■ **Qué hacer**
(a) Repite sin ningún cambio el tramo del texto sobre el merengue en Cuba que va desde "La presencia del" hasta "la verdadera cultura.".
(b) Retoma el texto sobre el merengue en Cuba y continúalo a partir de donde termina.

■ **Texto para leer**
----------

La presencia del merengue en los espacios cubanos, cualquiera que sea su nacionalidad, es una eterna y plausible circunstancia. No sólo debemos centrar nuestras observaciones en los estudios que al respecto han desarrollado destacadas personalidades de la música y la investigación, como los cubanos Helio Orovio y María Teresa Linares. Fijemos nuestra mirada en la memoria de los participantes, en sus creaciones y recreaciones que, desde nuestra perspectiva, es lo que dimensiona y patentiza las culturas. Lo que creen, piensan, lo que construyen y reconstruyen las comunidades, atadas muchas veces al pasado por la in-humana manía del recurso del ayer como vía para acusar el presente, constituye la verdadera cultura.
Con la presente comunicación pretendo acercarme a elementos que vinculan la cultura del oriente cubano con el inmortal baile y ritmo conocido como “merengue dominicano”. Baso mis argumentos en el estudio de casos concretos, aunque no pormenorizados: el merengue en las ciudades de Santiago de Cuba, Manzanillo y la mediterránea Contramaestre. Tomo como esencia, más que los elementos históricos, aquellos que verdaderamente dan vida a los hechos culturales, los que tienen que ver con el significado cultural que atribuyen los actores sociales a los hechos de la historia para vivir el presente.
Los nexos
Las migraciones, los intercambios, las coincidencias históricas, son fenómenos determinantes en las construcciones y reconstrucciones culturales de los pueblos. La emigración de colonizadores franceses hacia el Oriente de Cuba, fue introduciendo y catalizando la formación de nuevos ritmos musicales. Los inmigrantes se asentaron en la Sierra Maestra, donde sembraron esencias musicales que aún viven no sólo en Santiago de Cuba, sino en todo el país. Esta es una de las variantes históricas consideradas como vía del arribo del merengue a la mayor de las Antillas.
El merengue, ese ritmo y baile con pasaportes dominicano, haitiano, puertorriqueño, cubano... es un nexo en las identidades de los pueblos caribeños. Pero, al mencionar el término “merengue” en el ámbito musical, no es referencia directa al Caribe, sino que estamos identificando esencialmente la tierra quisqueyana. Casi nunca se dice simplemente merengue, sino, y esencialmente, se habla de merengue dominicano. Pero aún cuando se obvia el gentilicio, se da por entendido, en la región que analizo, que se está hablando de éste.

----------

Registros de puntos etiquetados
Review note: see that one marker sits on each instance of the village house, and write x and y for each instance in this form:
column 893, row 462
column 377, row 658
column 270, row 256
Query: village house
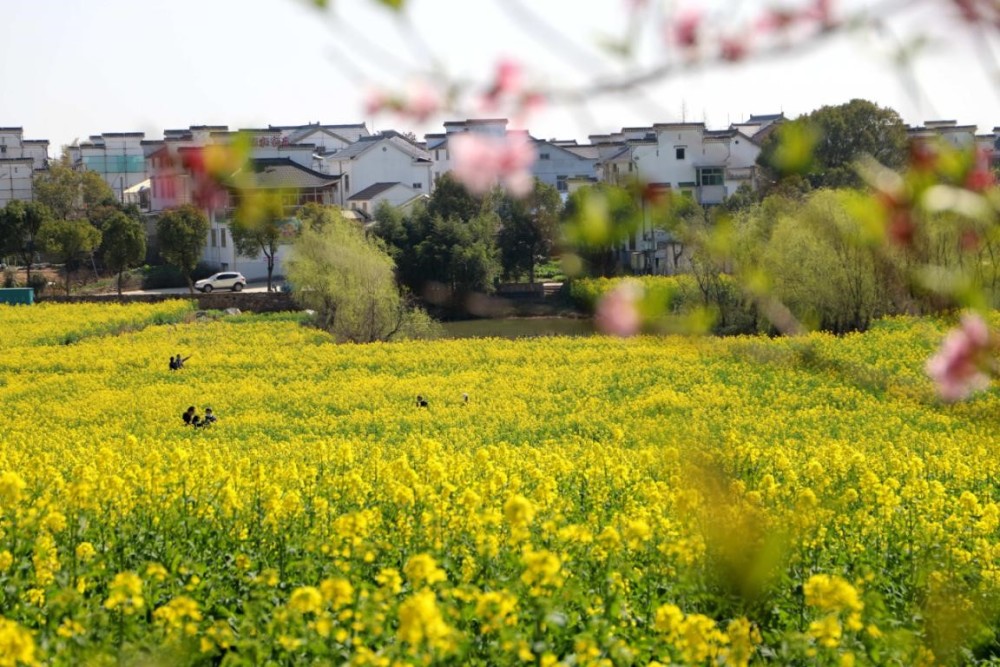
column 117, row 156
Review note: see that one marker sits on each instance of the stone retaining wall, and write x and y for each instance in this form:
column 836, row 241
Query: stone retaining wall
column 254, row 302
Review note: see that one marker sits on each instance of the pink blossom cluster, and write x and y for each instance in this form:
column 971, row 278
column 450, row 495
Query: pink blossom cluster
column 958, row 367
column 688, row 28
column 617, row 312
column 479, row 162
column 420, row 101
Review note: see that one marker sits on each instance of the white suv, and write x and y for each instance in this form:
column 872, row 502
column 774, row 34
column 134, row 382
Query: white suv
column 226, row 280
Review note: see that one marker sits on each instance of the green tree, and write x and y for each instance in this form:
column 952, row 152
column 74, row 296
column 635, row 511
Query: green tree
column 450, row 199
column 257, row 227
column 68, row 240
column 72, row 194
column 123, row 243
column 529, row 229
column 598, row 221
column 348, row 279
column 181, row 234
column 825, row 144
column 19, row 225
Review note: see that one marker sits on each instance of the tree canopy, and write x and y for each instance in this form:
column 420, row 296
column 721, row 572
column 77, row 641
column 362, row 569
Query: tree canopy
column 529, row 228
column 348, row 279
column 68, row 240
column 824, row 145
column 72, row 194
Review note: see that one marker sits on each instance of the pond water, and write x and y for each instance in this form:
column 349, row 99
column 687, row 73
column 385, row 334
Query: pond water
column 518, row 327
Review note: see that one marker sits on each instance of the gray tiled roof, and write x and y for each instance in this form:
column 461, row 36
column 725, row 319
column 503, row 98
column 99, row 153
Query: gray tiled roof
column 279, row 173
column 371, row 191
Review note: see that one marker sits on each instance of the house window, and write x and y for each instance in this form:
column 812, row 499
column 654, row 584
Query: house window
column 710, row 176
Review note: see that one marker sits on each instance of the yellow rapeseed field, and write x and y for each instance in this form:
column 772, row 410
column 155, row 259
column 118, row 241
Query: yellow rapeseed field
column 596, row 501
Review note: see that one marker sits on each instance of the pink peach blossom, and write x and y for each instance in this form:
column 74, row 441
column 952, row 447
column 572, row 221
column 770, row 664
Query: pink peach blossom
column 480, row 162
column 957, row 368
column 686, row 28
column 617, row 311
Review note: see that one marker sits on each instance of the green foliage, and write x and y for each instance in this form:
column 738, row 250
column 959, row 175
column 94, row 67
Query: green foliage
column 451, row 200
column 68, row 240
column 71, row 194
column 123, row 243
column 181, row 234
column 257, row 226
column 596, row 221
column 164, row 275
column 529, row 229
column 348, row 279
column 433, row 249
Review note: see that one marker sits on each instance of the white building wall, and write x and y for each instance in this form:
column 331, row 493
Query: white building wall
column 15, row 180
column 118, row 157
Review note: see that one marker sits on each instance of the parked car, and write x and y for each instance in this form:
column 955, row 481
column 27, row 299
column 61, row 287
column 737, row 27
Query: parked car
column 233, row 280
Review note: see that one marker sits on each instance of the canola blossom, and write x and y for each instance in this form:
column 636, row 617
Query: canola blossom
column 596, row 501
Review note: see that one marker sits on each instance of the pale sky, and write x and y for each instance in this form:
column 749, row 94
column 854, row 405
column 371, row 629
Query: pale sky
column 72, row 68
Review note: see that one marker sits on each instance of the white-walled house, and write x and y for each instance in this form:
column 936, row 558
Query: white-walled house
column 275, row 163
column 707, row 165
column 118, row 157
column 388, row 157
column 559, row 161
column 20, row 158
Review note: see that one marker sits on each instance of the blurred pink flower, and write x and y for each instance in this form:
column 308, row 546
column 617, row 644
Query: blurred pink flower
column 480, row 162
column 420, row 101
column 957, row 368
column 686, row 28
column 617, row 311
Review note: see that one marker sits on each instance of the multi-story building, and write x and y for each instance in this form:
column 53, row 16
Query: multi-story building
column 388, row 157
column 20, row 159
column 275, row 163
column 707, row 165
column 117, row 156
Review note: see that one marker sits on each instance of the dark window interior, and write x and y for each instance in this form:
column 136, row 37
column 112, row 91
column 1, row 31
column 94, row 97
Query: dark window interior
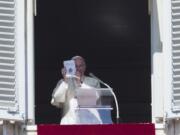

----------

■ **Respuestas por tarea**
(a)
La presencia del merengue en los espacios cubanos, cualquiera que sea su nacionalidad, es una eterna y plausible circunstancia. No sólo debemos centrar nuestras observaciones en los estudios que al respecto han desarrollado destacadas personalidades de la música y la investigación, como los cubanos Helio Orovio y María Teresa Linares. Fijemos nuestra mirada en la memoria de los participantes, en sus creaciones y recreaciones que, desde nuestra perspectiva, es lo que dimensiona y patentiza las culturas. Lo que creen, piensan, lo que construyen y reconstruyen las comunidades, atadas muchas veces al pasado por la in-humana manía del recurso del ayer como vía para acusar el presente, constituye la verdadera cultura.

(b)
El merengue se ubica, genéricamente, dentro de las expresiones del folklore de origen afroamericano. Sus antecedentes se pierden en una amalgama de elementos de procedencia diversa. No es fantasía decir que el merengue sintetiza el aliento musical dominicano como expresión integradora de culturas patrimoniales, al conjugar el güiro aborigen, la tambora africana y el acordeón europeo. Se afirma, además, que fue cantado y bailado en 1844 en los campos de batalla donde el pueblo dominicano luchaba contra las tropas intervencionistas haitianas, con lo que eleva su relevancia histórica. Pero su pertenencia mayor está en que aquí se ha regado y cultivado la rosa que alguien sembró en algún lado.
Los nexos históricos entre las tierras del Caribe, la semejanza de sus hombres y mujeres, herederos de una cultura que se afinca en los valores más profundos de nuestros antepasados, son esencia de lo que se levanta como parangón de un territorio común. La eterna movilidad de los que erigen sus raíces por encima de vanas diferencias ha sido, en gran medida, principio de los elementos comunes en cuanto a la música y la cultura en su conjunto: dominicanos en Puerto Rico, puertorriqueños en Cuba, cubanos por el Caribe son herederos y heredados en sus más disímiles manifestaciones culturales.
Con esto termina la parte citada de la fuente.